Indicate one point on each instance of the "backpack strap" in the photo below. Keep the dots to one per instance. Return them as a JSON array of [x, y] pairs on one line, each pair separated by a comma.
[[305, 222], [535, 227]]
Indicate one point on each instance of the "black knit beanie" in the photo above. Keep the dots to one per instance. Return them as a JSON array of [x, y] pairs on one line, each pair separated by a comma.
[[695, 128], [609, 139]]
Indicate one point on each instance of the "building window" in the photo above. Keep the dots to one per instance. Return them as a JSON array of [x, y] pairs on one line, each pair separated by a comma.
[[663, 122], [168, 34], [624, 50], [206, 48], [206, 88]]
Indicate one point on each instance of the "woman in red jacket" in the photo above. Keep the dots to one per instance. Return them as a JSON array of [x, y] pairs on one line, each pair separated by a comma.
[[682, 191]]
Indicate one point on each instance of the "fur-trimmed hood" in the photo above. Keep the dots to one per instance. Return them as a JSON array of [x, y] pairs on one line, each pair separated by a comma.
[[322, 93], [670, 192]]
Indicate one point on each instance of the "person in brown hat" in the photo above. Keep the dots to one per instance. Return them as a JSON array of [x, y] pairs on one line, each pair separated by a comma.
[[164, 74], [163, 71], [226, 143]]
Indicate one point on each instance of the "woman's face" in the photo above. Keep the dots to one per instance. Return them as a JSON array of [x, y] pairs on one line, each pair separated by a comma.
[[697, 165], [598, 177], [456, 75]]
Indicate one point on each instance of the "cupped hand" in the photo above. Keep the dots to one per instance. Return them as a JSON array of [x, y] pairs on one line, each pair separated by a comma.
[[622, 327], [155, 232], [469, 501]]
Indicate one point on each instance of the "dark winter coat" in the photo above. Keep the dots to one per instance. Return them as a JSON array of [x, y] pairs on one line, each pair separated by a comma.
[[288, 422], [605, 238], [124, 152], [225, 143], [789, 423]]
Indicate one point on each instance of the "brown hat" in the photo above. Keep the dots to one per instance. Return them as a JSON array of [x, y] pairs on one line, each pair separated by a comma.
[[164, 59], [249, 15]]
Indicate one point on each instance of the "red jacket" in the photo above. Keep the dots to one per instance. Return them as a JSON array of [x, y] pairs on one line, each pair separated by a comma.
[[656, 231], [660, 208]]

-*-*-

Please return every one of the entries above word for word, in the same order and without any changes.

» Exercise output:
Indicate one point on each instance of the "backpack strap" in the photo below. Keep the dots to one per instance. Return them as a JSON array of [x, y] pairs on one line, each pair separated by a comma.
[[305, 222], [535, 227]]
Indicate one point on each instance of the "black knit beanie" in the photo above. Keep the dots to one per instance. Return them as a JSON array of [x, y] pairs on one line, each pair separated by a comma.
[[695, 128], [609, 139]]
Indicate one point on each instance of the "building window" in the photo above. Keep the dots to one per instance. Return them as a JSON array of [x, y] pairs on one line, each pair separated by a comma.
[[663, 122], [168, 34], [624, 50], [206, 48], [206, 88]]
Indicate one point on each instance of the "woman in red jacket" in the photo above. Keep the dots to one per instance. Return them as a JSON array of [x, y] pairs on one line, each pair separated by a comma.
[[682, 191]]
Indicate one point on each instance of the "fur-trimmed hood" in the photo above. Keep the dots to one per instance. Return them as a JSON array of [x, y] pairs on one line, each pair separated by a comma.
[[322, 93], [670, 192]]
Indicate one point on each instance of the "person in brown hat" in the photo above. Keep the dots to one per instance. Return them as a JSON array of [x, y] pairs on one line, each pair separated by a comma.
[[164, 74], [163, 71], [226, 143]]
Indicate one point on each instance of the "woman's face" in the photo above. Keep the dots to one per instance. Return them as a JSON array of [x, y] pairs on one line, each pair separated by a comma.
[[697, 165], [598, 177], [456, 75]]
Indicate one point on each instance of the "cupped hand" in the photo above. Keep the dots to one per instance. Return them as a JSON array of [x, y] pairs on one line, each pair separated by a comma.
[[622, 327], [155, 232], [469, 501]]
Indicate one point on each instance of the "dark winter coat" in the photo above. Keep the dots to one per instance. Return them as a JSON array of [x, y] pairs on one line, each pair separated by a comma.
[[288, 422], [605, 238], [124, 152], [225, 143], [789, 423]]
Indicate one point on each instance of the "brown hat" in the photo above. Keep the dots to one per instance. Return them as a JSON array of [x, y] pairs on one line, each pair separated by a comma.
[[164, 59], [249, 15]]
Indicate one point on each instance of the "red jacket" in the photo above. Keep the dots to one per instance. Return them as a JSON array of [x, y] pairs on one line, each pair separated by a comma.
[[656, 231], [660, 208]]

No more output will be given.